• **Tâche à réaliser**: Reproduisez à l'identique chaque ligne du matériel ci-dessous, en laissant les images de côté.

• **Données fournies**:

────────────────────────────────────────

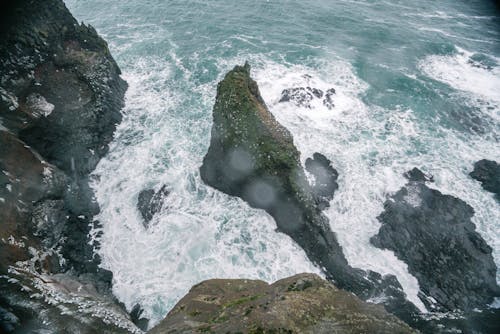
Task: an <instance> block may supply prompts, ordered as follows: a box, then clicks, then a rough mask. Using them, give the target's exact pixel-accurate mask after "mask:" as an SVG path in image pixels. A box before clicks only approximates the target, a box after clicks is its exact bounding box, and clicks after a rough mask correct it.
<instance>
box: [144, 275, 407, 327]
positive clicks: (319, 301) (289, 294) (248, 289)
mask: <svg viewBox="0 0 500 334" xmlns="http://www.w3.org/2000/svg"><path fill="white" fill-rule="evenodd" d="M150 333H151V334H159V333H311V334H313V333H314V334H321V333H324V334H333V333H353V334H354V333H401V334H402V333H415V332H414V331H413V330H412V329H411V328H410V327H408V326H407V325H406V324H405V323H403V322H402V321H400V320H399V319H398V318H396V317H394V316H392V315H390V314H388V313H387V312H386V311H385V310H384V308H383V307H381V306H378V305H374V304H367V303H364V302H363V301H361V300H360V299H358V298H357V297H356V296H354V295H352V294H350V293H348V292H346V291H342V290H339V289H337V288H336V287H335V286H334V285H333V284H330V283H328V282H327V281H325V280H323V279H321V278H320V277H318V276H316V275H313V274H300V275H295V276H292V277H288V278H285V279H282V280H279V281H277V282H275V283H273V284H271V285H269V284H267V283H265V282H263V281H257V280H236V279H235V280H208V281H204V282H201V283H200V284H197V285H195V286H194V287H193V288H192V289H191V291H189V293H188V294H187V295H186V296H184V298H182V300H181V301H179V303H177V305H176V306H175V307H174V308H173V309H172V311H171V312H170V313H169V314H168V316H167V318H165V320H163V321H162V322H161V323H160V324H159V325H158V326H156V327H155V328H153V329H152V330H151V331H150Z"/></svg>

────────────────────────────────────────

• **Résultat de la tâche**:
Task: an <instance> block may supply prompts, ordered as follows: a box, then clicks, then a rough mask. Using them, give the target's exact pixel-accurate mask after "mask:" as an SVG path in image pixels. A box before clicks only approximates the target, a box after clicks is its exact bounding box, and clicks after a rough mask correct it.
<instance>
box: [144, 275, 407, 327]
positive clicks: (319, 301) (289, 294) (248, 289)
mask: <svg viewBox="0 0 500 334" xmlns="http://www.w3.org/2000/svg"><path fill="white" fill-rule="evenodd" d="M150 333H151V334H159V333H311V334H313V333H314V334H321V333H324V334H333V333H353V334H354V333H401V334H402V333H415V332H414V331H413V330H412V329H411V328H410V327H408V326H407V325H406V324H405V323H403V322H402V321H400V320H399V319H398V318H396V317H394V316H392V315H390V314H388V313H387V312H386V311H385V310H384V308H383V307H381V306H378V305H374V304H367V303H364V302H363V301H361V300H360V299H358V298H357V297H356V296H354V295H352V294H350V293H348V292H346V291H342V290H339V289H337V288H336V287H335V286H334V285H333V284H330V283H328V282H327V281H325V280H323V279H321V278H320V277H318V276H316V275H313V274H300V275H295V276H292V277H288V278H285V279H282V280H279V281H277V282H275V283H273V284H271V285H269V284H267V283H265V282H263V281H257V280H236V279H235V280H208V281H204V282H201V283H200V284H197V285H195V286H194V287H193V288H192V289H191V291H189V293H188V294H187V295H186V296H184V298H182V300H181V301H179V303H177V305H176V306H175V307H174V308H173V309H172V311H171V312H170V313H169V314H168V316H167V318H165V320H163V321H162V322H161V323H160V324H159V325H158V326H156V327H155V328H153V329H152V330H151V331H150Z"/></svg>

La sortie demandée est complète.